Brief – Render every line of the listing below as a numbered list, dropping any blank lines.
• • • • • • •
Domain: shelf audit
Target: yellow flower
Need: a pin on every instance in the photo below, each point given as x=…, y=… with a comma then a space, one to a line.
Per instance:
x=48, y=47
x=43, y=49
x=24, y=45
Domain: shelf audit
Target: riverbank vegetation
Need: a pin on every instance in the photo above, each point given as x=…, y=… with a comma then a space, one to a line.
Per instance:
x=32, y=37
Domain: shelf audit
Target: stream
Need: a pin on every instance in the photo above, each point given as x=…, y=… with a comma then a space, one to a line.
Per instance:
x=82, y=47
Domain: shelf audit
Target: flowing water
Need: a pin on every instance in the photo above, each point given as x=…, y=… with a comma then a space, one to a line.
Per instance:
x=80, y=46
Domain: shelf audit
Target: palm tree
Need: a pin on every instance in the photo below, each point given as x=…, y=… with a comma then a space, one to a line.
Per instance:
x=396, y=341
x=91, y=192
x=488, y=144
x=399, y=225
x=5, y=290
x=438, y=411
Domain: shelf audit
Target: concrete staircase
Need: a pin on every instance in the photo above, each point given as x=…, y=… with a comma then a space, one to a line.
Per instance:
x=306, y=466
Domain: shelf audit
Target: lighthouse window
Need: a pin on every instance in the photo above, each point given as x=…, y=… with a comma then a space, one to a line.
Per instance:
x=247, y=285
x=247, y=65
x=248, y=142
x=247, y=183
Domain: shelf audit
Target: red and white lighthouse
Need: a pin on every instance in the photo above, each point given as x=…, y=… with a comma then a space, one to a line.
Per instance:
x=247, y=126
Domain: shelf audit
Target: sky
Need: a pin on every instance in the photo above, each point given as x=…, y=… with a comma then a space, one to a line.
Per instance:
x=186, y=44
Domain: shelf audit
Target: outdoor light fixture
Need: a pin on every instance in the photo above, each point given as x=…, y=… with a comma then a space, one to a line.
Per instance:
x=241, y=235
• • • • • • •
Answer below –
1. Domain: shelf audit
2. Target: yellow flower
3. Need: a pin on every instance in the photo below, each point given as x=…, y=… with a comma then a space, one to a line.
4. Per instance:
5. x=48, y=47
6. x=43, y=49
7. x=24, y=45
8. Domain: shelf audit
9. Target: riverbank vegetation
10. Need: a pin on every instance in the photo above, each point given as x=…, y=… with a comma then a space, one to a line.
11. Per instance:
12. x=32, y=37
13. Domain: shelf audit
14. Target: stream
15. Need: a pin on every instance in the photo above, each point given as x=…, y=… with a comma then a space, one to a line.
16. Per instance:
17. x=82, y=47
18. Domain: shelf audit
19. Target: flowing water
20. Need: a pin on every instance in the photo above, each point given as x=…, y=… with a comma then a space, one to a line.
21. Per instance:
22. x=80, y=46
23. Domain: shelf audit
24. Target: palm tree
25. Need: a pin on every instance in the photo below, each point given as x=…, y=… with a comma then a space, one to a line.
26. Per instance:
27. x=396, y=341
28. x=91, y=192
29. x=488, y=144
30. x=399, y=225
31. x=5, y=290
32. x=438, y=411
33. Domain: shelf audit
34. Target: concrete staircase
35. Need: a pin on every instance in the photo above, each point given as x=…, y=… with a comma then a space, one to a line.
36. Per instance:
37. x=306, y=466
38. Domain: shelf audit
39. Target: lighthouse window
40. Need: a pin on every instance in the photo above, each point given as x=…, y=… with a comma then a space, one to a line.
41. Per instance:
42. x=247, y=285
43. x=247, y=65
44. x=248, y=142
45. x=247, y=183
46. Domain: shelf audit
47. Target: red and white lighthouse
48. Need: a pin on every instance in the photo above, each point given as x=…, y=… with a comma then a space, one to a line.
49. Per instance:
50. x=247, y=126
51. Domain: shelf audit
52. Target: sky
53. Need: a pin on every instance in the photo above, each point given as x=…, y=… with a comma then a space, one to a line.
54. Per instance:
55. x=186, y=44
56. Domain: shelf audit
57. Target: outdoor light fixture
58. Need: a pin on every instance in the photo above, each point given as x=…, y=… with a comma then a space, one to a line.
59. Per instance:
60. x=241, y=235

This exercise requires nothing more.